§ **Written exercise**
From the listing below, list every line that contains the string "fork", treating uppercase and lowercase letters as different.

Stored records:
[BEGIN]

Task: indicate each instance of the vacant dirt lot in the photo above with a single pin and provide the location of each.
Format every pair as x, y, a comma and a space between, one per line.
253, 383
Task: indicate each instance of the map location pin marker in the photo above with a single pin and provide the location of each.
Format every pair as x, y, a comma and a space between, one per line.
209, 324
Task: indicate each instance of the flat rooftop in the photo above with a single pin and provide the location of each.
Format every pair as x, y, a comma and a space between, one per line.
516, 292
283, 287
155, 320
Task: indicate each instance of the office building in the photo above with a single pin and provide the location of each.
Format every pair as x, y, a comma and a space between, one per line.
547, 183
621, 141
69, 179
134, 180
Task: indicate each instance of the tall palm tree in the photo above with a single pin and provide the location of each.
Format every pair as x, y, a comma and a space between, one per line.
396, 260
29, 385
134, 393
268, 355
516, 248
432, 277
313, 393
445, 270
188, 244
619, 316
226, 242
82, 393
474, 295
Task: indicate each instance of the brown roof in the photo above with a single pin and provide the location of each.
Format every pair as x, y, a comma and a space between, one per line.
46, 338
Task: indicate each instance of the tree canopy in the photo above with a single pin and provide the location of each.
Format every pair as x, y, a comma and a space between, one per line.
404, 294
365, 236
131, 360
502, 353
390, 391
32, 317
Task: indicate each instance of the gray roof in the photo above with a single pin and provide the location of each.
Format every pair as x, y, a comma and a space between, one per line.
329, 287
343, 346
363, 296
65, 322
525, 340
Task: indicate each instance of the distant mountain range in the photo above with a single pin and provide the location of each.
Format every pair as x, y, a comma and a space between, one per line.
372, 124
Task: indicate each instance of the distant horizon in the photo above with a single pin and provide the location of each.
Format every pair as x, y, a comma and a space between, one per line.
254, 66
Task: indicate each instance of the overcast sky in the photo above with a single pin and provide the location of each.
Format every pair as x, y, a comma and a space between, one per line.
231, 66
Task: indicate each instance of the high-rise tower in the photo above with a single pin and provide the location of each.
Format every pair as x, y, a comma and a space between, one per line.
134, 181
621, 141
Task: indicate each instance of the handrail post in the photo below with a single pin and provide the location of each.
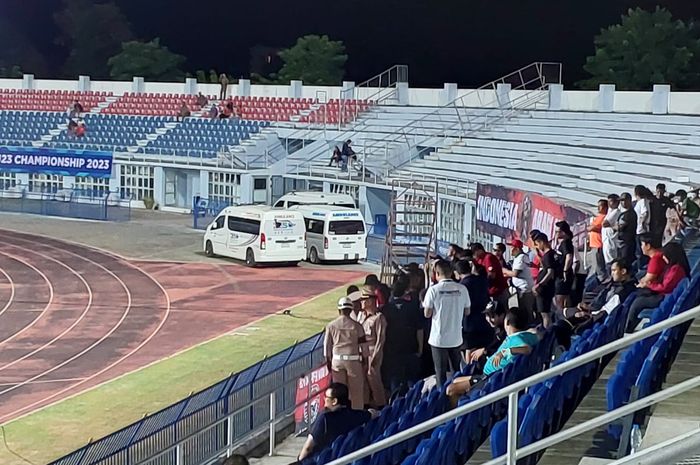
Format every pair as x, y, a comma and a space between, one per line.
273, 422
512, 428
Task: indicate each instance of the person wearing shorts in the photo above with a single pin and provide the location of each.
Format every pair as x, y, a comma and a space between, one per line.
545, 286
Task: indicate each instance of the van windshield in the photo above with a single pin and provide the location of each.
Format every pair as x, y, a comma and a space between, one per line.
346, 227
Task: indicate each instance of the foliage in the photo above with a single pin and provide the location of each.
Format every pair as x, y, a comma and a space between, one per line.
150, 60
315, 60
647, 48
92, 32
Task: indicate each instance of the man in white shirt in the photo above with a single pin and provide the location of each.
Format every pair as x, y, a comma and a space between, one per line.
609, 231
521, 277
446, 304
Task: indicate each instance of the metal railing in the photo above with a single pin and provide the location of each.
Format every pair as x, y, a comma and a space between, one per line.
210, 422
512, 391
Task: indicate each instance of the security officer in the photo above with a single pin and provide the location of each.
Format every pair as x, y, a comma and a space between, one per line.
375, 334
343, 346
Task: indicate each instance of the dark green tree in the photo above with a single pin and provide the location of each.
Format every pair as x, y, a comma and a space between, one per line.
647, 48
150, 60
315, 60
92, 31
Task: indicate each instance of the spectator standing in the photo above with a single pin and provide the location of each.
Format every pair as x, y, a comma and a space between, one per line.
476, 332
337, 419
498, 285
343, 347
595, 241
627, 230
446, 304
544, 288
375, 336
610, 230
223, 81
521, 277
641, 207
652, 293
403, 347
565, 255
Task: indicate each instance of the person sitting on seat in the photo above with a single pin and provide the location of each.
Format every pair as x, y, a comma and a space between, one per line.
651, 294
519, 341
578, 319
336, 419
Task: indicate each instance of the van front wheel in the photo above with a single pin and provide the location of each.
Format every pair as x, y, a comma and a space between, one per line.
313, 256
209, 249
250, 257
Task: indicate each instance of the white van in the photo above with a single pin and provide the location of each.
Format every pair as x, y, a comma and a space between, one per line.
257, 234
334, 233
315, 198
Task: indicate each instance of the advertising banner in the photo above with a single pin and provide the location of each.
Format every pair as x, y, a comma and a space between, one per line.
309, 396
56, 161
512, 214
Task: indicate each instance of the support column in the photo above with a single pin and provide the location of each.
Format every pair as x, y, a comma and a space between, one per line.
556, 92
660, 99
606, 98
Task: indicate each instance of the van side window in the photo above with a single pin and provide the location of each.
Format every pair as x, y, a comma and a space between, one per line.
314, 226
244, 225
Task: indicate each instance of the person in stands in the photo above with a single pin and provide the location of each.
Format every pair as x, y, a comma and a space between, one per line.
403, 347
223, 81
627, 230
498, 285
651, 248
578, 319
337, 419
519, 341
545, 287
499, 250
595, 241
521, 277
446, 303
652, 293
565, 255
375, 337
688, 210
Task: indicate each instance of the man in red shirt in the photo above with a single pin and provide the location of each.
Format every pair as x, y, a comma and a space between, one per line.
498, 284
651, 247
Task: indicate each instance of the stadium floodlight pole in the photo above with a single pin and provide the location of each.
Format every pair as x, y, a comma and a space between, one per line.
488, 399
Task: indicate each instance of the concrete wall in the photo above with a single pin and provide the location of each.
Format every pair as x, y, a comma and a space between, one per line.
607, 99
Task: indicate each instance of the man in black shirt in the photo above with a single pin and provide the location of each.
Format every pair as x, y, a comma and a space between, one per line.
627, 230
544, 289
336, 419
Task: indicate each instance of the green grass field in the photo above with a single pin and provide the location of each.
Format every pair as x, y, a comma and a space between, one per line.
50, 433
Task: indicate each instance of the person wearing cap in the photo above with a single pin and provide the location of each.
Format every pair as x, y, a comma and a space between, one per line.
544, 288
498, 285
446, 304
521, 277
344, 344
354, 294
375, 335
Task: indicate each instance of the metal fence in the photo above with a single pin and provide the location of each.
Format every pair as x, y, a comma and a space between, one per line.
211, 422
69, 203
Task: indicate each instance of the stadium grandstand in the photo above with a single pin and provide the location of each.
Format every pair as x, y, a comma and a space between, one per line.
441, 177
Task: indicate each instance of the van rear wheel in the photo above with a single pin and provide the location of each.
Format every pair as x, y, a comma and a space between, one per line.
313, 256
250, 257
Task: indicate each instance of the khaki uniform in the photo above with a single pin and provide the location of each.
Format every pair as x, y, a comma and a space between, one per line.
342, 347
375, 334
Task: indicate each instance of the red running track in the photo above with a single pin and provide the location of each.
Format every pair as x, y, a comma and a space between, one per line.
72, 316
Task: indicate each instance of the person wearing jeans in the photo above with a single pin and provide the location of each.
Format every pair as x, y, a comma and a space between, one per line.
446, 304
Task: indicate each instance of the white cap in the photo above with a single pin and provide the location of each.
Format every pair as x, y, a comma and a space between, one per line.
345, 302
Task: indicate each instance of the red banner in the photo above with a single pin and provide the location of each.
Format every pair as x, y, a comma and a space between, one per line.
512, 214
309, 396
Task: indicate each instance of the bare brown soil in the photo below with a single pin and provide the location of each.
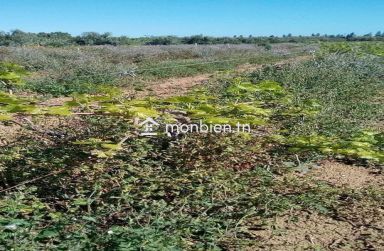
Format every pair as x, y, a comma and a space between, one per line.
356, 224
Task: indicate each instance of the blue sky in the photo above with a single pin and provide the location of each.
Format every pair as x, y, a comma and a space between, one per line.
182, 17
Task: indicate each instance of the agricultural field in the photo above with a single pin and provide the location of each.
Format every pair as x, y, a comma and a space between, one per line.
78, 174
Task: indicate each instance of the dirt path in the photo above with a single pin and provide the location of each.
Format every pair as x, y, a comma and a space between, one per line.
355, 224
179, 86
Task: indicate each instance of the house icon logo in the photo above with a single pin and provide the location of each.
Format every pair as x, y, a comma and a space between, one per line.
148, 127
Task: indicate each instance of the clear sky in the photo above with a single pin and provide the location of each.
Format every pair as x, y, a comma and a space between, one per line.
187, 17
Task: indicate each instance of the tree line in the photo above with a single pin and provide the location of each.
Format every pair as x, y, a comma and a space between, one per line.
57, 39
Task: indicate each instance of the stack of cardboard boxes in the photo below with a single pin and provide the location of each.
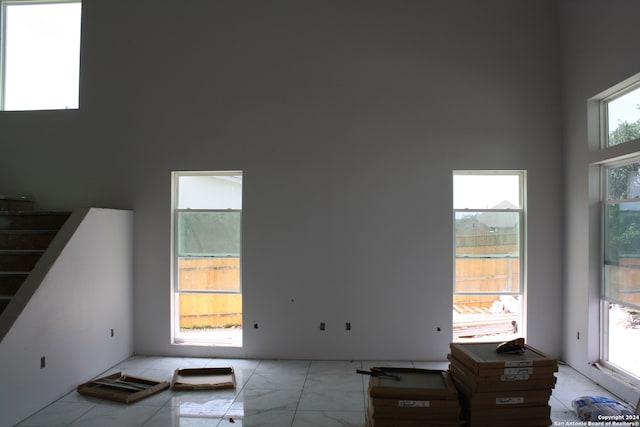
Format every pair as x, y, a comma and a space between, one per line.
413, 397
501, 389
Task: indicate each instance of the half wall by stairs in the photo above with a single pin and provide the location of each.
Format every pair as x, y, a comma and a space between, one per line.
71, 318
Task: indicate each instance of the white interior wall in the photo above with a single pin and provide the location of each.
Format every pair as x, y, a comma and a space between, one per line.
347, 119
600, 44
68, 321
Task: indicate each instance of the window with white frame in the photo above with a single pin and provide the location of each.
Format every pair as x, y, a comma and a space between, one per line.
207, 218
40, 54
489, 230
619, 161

[END]
[BEGIN]

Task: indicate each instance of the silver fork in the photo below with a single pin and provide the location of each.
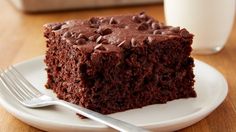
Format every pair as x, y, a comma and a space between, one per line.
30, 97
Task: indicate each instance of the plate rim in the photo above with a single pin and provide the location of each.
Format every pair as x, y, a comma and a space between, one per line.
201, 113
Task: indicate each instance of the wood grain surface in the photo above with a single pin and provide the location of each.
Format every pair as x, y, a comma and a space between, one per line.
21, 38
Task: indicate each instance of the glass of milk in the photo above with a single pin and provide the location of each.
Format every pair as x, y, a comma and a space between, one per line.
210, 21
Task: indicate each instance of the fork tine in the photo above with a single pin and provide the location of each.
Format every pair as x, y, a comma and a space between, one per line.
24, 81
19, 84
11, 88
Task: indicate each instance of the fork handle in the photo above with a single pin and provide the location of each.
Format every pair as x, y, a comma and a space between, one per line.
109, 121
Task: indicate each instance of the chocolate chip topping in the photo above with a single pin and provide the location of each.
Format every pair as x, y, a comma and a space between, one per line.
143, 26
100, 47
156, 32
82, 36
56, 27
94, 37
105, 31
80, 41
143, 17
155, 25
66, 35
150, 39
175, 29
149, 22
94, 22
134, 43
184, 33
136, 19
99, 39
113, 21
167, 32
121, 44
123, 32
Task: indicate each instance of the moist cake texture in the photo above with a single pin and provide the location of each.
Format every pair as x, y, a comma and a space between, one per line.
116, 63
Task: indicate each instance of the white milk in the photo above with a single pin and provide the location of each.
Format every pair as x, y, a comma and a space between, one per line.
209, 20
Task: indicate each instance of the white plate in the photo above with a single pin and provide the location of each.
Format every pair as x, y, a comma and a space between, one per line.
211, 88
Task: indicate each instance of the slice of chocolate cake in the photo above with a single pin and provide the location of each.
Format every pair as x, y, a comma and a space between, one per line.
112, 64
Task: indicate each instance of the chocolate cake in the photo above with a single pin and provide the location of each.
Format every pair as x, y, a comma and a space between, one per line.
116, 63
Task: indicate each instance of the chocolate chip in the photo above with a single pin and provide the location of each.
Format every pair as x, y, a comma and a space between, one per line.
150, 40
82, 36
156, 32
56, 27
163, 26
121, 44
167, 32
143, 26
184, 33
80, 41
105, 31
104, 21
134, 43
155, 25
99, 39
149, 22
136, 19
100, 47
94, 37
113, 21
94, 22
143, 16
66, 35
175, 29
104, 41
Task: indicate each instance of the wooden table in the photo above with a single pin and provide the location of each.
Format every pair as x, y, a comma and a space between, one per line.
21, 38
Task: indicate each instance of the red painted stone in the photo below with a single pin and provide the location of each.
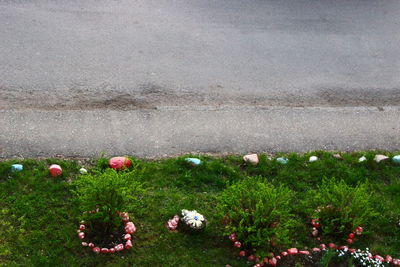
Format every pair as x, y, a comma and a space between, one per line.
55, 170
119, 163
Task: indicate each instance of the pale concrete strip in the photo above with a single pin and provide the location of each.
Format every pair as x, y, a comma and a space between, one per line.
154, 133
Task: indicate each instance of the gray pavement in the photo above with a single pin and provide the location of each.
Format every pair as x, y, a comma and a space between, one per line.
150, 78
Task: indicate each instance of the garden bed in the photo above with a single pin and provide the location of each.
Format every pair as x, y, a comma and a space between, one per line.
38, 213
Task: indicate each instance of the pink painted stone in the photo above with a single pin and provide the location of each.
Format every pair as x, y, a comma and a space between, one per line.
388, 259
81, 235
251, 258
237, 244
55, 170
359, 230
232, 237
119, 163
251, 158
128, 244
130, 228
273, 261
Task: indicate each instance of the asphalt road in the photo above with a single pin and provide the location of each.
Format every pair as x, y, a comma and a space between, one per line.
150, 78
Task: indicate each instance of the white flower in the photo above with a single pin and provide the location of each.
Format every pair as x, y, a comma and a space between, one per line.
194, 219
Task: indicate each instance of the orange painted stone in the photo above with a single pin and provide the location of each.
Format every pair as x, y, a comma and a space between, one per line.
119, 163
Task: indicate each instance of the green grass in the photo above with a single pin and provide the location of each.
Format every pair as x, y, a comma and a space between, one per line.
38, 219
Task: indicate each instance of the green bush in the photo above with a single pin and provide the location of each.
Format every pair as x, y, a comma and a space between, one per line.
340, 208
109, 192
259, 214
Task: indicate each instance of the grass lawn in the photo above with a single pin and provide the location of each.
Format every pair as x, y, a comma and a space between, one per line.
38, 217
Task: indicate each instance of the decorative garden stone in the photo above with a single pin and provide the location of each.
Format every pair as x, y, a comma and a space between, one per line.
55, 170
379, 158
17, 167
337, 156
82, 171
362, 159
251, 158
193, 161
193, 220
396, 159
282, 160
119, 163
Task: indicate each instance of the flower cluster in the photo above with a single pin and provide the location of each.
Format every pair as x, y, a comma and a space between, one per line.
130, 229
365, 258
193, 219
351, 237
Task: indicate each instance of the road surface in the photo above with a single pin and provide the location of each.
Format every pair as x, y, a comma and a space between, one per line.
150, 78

[END]

§ **Response to the exercise**
Task: indicate each instance of the silver fork in the photo below with a single pin and provide the location of each.
Task: indicate each instance of the fork tine in the photo above with a single pin and provide the location of each.
Task: indicate each instance of the fork handle in the photo above with a single pin and provide the location of each.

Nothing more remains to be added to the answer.